(PROVIDED RECORDS)
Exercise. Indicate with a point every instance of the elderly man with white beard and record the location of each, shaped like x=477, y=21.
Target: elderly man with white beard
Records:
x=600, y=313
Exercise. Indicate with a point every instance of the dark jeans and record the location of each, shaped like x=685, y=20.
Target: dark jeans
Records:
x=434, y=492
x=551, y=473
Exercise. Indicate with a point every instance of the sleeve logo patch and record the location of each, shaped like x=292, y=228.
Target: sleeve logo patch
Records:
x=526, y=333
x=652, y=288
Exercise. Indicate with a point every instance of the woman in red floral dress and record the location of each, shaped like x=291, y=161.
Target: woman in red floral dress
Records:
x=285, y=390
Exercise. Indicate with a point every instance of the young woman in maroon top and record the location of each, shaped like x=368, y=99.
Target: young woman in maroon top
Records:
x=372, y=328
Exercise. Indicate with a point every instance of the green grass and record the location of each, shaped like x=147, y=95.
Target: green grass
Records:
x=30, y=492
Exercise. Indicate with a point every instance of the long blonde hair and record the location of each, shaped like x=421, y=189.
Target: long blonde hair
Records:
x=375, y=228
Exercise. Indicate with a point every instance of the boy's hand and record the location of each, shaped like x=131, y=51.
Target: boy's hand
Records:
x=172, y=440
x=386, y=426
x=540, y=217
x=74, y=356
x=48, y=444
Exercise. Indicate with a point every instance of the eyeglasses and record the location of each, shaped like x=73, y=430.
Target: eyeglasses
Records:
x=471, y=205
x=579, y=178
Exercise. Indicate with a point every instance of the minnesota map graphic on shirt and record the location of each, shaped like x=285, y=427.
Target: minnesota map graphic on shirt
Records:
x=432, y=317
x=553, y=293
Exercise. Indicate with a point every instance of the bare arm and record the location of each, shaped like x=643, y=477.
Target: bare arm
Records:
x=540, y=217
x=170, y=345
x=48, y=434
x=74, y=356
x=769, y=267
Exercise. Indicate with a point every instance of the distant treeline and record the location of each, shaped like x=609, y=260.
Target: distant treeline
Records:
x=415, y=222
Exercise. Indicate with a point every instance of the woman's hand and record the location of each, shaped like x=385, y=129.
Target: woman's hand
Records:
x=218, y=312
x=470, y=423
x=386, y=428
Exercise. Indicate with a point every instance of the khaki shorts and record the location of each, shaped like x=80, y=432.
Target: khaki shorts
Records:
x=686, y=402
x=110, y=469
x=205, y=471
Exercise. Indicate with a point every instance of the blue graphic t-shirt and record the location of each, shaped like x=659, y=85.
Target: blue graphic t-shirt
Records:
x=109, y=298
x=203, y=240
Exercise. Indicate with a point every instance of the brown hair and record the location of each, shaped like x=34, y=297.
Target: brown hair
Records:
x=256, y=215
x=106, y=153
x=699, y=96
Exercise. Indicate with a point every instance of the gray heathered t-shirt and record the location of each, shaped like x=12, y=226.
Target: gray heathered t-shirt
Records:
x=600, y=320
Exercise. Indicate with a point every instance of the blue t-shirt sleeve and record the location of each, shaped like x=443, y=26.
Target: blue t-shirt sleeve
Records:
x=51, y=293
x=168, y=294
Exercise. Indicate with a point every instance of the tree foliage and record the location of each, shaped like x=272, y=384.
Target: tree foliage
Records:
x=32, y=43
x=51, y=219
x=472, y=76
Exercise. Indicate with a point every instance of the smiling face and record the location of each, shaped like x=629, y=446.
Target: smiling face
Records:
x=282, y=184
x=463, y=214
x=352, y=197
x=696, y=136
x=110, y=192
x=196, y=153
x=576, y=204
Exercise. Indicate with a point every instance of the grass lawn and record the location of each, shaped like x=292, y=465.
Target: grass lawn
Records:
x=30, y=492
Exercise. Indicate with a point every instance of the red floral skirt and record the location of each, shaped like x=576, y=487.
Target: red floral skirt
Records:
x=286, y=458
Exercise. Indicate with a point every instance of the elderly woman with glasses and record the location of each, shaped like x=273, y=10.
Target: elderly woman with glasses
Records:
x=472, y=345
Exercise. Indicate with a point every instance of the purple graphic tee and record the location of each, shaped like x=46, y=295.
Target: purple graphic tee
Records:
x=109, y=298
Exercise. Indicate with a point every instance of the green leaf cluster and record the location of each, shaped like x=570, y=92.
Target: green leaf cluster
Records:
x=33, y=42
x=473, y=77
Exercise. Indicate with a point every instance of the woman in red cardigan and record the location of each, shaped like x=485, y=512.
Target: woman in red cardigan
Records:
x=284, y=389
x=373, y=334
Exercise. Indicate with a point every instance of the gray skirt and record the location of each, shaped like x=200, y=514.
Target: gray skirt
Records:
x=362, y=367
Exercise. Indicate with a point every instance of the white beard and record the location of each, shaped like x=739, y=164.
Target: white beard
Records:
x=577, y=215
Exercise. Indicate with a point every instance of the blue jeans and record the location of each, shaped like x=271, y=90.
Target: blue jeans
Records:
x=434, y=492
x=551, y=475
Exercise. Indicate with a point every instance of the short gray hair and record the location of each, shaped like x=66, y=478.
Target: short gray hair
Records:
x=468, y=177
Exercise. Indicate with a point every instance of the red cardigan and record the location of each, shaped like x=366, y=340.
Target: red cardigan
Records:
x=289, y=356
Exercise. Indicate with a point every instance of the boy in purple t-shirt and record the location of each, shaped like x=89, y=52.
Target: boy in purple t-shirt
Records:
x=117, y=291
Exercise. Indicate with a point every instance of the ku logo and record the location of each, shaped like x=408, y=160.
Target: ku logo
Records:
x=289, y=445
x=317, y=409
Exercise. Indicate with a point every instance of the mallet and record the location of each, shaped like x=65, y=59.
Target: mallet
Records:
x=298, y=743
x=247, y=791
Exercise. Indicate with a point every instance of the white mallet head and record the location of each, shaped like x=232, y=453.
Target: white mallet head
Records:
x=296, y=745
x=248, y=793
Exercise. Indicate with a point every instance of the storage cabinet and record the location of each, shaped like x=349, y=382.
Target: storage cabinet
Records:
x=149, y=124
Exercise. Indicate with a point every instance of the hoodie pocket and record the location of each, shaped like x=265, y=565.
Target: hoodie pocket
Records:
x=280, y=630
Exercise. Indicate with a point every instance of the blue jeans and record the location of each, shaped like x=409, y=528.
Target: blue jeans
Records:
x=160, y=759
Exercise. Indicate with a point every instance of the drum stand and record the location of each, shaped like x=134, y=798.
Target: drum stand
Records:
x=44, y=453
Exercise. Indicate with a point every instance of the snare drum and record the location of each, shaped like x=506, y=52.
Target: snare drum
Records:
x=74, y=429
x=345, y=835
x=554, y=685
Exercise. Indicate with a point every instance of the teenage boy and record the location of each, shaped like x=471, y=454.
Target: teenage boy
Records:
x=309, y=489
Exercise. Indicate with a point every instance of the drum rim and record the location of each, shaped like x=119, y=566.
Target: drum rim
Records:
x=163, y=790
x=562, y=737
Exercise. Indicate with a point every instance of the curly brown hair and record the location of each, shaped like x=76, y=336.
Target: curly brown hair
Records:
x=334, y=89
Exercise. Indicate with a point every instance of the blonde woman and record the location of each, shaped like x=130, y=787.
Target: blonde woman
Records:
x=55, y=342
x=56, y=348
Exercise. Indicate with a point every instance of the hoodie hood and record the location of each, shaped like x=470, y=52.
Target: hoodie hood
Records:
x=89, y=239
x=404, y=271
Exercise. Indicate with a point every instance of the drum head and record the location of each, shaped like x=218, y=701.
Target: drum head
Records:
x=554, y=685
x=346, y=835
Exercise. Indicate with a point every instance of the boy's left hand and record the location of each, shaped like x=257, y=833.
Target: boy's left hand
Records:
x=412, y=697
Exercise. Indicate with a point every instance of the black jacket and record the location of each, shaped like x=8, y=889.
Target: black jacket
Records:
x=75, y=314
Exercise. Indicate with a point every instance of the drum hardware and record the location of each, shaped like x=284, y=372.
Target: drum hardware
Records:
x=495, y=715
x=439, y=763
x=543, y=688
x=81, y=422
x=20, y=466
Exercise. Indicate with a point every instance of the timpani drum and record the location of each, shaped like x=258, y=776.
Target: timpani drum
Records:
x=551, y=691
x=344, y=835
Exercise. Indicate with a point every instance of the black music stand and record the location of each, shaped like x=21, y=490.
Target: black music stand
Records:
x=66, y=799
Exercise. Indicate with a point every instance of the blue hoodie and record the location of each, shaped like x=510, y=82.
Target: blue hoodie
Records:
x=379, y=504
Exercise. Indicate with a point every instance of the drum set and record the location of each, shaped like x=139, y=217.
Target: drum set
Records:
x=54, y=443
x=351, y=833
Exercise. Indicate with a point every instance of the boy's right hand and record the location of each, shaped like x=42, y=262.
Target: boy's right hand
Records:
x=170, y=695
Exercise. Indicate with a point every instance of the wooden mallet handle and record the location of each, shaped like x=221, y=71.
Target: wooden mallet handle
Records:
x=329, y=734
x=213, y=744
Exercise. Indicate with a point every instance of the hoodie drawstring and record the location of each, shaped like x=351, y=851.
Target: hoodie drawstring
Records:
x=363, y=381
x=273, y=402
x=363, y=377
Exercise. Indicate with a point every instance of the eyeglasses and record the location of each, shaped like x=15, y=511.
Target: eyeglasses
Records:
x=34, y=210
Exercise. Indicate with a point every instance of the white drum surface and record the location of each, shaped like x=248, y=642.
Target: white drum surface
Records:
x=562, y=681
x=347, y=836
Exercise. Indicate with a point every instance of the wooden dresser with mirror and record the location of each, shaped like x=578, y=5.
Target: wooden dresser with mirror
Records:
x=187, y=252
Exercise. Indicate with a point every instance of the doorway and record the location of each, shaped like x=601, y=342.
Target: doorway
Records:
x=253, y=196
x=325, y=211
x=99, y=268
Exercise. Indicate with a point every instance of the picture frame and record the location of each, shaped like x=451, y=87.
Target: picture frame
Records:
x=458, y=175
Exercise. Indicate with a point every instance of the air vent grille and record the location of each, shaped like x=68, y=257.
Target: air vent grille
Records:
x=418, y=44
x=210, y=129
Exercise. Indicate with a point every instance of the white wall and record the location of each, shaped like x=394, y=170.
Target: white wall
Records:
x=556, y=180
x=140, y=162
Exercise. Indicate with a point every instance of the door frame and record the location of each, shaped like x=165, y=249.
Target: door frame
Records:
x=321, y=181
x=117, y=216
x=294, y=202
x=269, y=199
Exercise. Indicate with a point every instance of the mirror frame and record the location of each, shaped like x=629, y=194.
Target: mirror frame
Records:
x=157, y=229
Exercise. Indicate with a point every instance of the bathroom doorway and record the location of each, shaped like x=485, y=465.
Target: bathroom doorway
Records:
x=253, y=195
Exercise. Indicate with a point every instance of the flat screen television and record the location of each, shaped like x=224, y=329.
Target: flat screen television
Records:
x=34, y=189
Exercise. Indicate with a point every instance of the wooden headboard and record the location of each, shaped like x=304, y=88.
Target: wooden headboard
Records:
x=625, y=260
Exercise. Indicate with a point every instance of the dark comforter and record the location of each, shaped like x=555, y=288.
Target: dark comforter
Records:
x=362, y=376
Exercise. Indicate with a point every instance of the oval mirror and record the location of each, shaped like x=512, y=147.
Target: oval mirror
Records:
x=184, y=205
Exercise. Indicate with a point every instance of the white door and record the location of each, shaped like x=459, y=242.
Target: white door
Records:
(End PROVIDED RECORDS)
● **EXERCISE OBJECTIVE**
Show all of the lines above in which "mallet" is present.

● **REPLY TO THE EXERCISE**
Exercise. Indicate with a point every instance of the mallet and record the location of each, shaped like x=65, y=59.
Target: mallet
Exercise. Indicate with a point every instance of the white mallet head and record the location of each, shaped like x=232, y=453.
Target: white mallet head
Exercise. Indicate with a point every instance of the wooden mallet handle and record the location of each, shaped like x=221, y=71.
Target: wooden mallet handle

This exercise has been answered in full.